■ Your task:
Nothing in the data should be left out, so repeat it all exactly.

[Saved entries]
^^^^

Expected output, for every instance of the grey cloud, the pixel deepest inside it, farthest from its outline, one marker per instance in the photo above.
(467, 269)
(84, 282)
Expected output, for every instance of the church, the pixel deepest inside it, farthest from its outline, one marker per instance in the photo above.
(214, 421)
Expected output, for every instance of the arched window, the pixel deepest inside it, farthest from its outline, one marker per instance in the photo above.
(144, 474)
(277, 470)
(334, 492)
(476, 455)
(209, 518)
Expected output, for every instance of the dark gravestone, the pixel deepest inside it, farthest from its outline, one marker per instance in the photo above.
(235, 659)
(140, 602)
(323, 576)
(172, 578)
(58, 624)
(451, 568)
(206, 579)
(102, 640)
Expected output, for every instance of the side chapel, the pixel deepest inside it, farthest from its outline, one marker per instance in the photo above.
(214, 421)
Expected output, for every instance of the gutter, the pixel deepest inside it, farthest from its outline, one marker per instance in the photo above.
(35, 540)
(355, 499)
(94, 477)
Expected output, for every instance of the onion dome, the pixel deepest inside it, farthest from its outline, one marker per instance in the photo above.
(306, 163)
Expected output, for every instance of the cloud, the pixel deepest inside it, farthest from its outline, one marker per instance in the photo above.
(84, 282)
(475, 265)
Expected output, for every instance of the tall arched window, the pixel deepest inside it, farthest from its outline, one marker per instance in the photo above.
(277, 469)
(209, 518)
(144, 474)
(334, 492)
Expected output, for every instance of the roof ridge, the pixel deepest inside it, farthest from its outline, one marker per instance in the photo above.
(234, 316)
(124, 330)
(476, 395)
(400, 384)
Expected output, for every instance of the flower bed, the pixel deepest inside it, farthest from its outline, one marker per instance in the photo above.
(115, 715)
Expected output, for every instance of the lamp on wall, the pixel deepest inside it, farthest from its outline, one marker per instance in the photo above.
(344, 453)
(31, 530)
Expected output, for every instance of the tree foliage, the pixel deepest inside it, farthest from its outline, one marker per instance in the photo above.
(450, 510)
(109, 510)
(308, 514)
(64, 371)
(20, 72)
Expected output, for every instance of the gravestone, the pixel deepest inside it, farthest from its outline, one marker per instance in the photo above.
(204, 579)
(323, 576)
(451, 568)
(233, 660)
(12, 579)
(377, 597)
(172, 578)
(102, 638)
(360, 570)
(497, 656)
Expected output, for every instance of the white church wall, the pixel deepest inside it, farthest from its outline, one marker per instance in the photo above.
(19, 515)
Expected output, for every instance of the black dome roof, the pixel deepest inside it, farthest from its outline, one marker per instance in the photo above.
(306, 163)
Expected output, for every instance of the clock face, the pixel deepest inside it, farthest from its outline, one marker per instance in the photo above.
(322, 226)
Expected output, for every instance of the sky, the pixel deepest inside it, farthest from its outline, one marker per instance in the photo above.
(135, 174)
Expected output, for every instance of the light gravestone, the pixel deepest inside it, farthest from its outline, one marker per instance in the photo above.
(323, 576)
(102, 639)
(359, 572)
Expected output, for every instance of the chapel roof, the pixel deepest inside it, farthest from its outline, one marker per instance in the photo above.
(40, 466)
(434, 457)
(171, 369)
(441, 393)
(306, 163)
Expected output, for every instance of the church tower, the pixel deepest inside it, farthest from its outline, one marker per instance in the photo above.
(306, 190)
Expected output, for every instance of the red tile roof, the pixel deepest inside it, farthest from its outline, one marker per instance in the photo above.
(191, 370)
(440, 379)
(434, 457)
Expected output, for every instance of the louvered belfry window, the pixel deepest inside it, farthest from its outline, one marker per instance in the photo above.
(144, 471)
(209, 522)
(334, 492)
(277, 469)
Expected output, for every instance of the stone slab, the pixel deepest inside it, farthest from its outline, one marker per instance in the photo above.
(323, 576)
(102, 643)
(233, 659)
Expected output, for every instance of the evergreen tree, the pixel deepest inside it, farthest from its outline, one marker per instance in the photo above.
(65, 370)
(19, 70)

^^^^

■ Solution:
Expected output, for every instance of the grey cloud, the pixel deepest inside it, farthest from its outline, one marker per instance in the photo above.
(467, 269)
(84, 282)
Expected output, for every instance of the church, the pixel deepest inside it, farthest from its outline, one marker per instance in the photo above.
(214, 421)
Expected output, for every instance of the arched window, the pixel deepest inside it, farthest from its outline, one marker per instance in the photo above.
(144, 474)
(277, 470)
(334, 492)
(476, 455)
(209, 518)
Expected output, for every instance of the dark gravestone, the pixel deepest inside it, farthest from its outline, one marker per instance in the photo above.
(235, 659)
(140, 602)
(323, 576)
(172, 578)
(58, 624)
(451, 568)
(206, 579)
(102, 640)
Expected output, for every instance of the side chapel, the pixel deepest inside it, farthest from its outline, one marker per instance in the photo above.
(214, 421)
Expected output, for every instance of the gutter, the pixel deepest inside it, farthest from its outline, one marker per instance in the photo above.
(35, 540)
(355, 499)
(94, 477)
Expected output, for every instance of the onion dome, the pixel deepest inside it, farthest from its outline, one marker per instance in the photo above.
(306, 163)
Expected output, for every instance of the cloud, the pixel deepest inside it, farthest from its outline, one marker per instance in the photo above.
(84, 282)
(475, 265)
Expected output, for every instance of the tall arched window, the pixel deepest inside it, farthest from its outline, one marker per instance in the photo above.
(277, 469)
(209, 518)
(144, 474)
(334, 492)
Expected output, for every instance of the roof ridge, the pixel deepest inside it, farthest from its outline, one marker per instance in the photo above.
(234, 316)
(124, 330)
(476, 395)
(400, 384)
Expected output, for every instance of the flower bed, the pixel deepest inside it, farthest from its outline, one marker per instance in the photo above.
(115, 715)
Expected output, for every instance of the lamp on wall, the pixel deepest inside it, farthest from its outline, one marker per instance in the photo above.
(344, 453)
(31, 530)
Expected output, for every instance of the tree foliage, the pixel deepest inside it, farthest from its outline, one marker per instance in the photo above.
(450, 510)
(109, 510)
(308, 514)
(64, 371)
(20, 72)
Expected output, for every instance of the gravestone, the pixel deepest inside it, farthest from its outline, one marker per instance in the photo above.
(204, 579)
(323, 576)
(451, 568)
(233, 660)
(12, 579)
(377, 597)
(172, 578)
(102, 638)
(360, 570)
(497, 656)
Expected output, for every instance of the white church wall, the pixel deepest inside it, farthest from its outline, one marker per instance in the photo above.
(19, 515)
Expected output, for every instance of the black dome roof, the pixel deepest inside it, farthest from its outline, one marker per instance in the photo above.
(306, 163)
Expected output, for every instance of the clock face, the pixel deepest inside it, farthest from its outline, one marker per instance in the photo above.
(322, 226)
Expected output, for every instance of the sky, the pixel deepest inside it, farthest from its outline, one marker per instance in the photo above.
(135, 174)
Expected output, for every instance of the light gravestone, the pixel deepest inside it, farthest from its outline, one marker per instance in the photo above.
(323, 576)
(102, 639)
(359, 572)
Expected output, for every instance of the chapel roof, the pixel deepest inside it, farthest from its outline, one marker per instance in the photo above.
(40, 466)
(434, 457)
(171, 369)
(441, 393)
(306, 163)
Expected output, for every instance of the church tower, the pixel deepest inside it, farthest from its outline, one marker per instance in the photo above.
(306, 190)
Expected output, for every instance of the red tile roof, the pixel deepest inside it, farthest from its outline, one marker per instance in the photo above.
(191, 370)
(440, 379)
(434, 457)
Expected output, for every instance of the louvered belfry window, the pixel deepest inside it, farthest from its outline, one marker per instance in the photo above.
(144, 471)
(209, 522)
(334, 492)
(277, 469)
Expected output, for every instance of the stone slab, the pixel deepest inside it, farthest from its outline, one marker per instance in the photo above.
(323, 576)
(102, 643)
(233, 659)
Expected output, for every instance of the evergreen tree, the pixel deepest inside it, farthest from its outline, one marker per instance in the photo above.
(65, 370)
(19, 70)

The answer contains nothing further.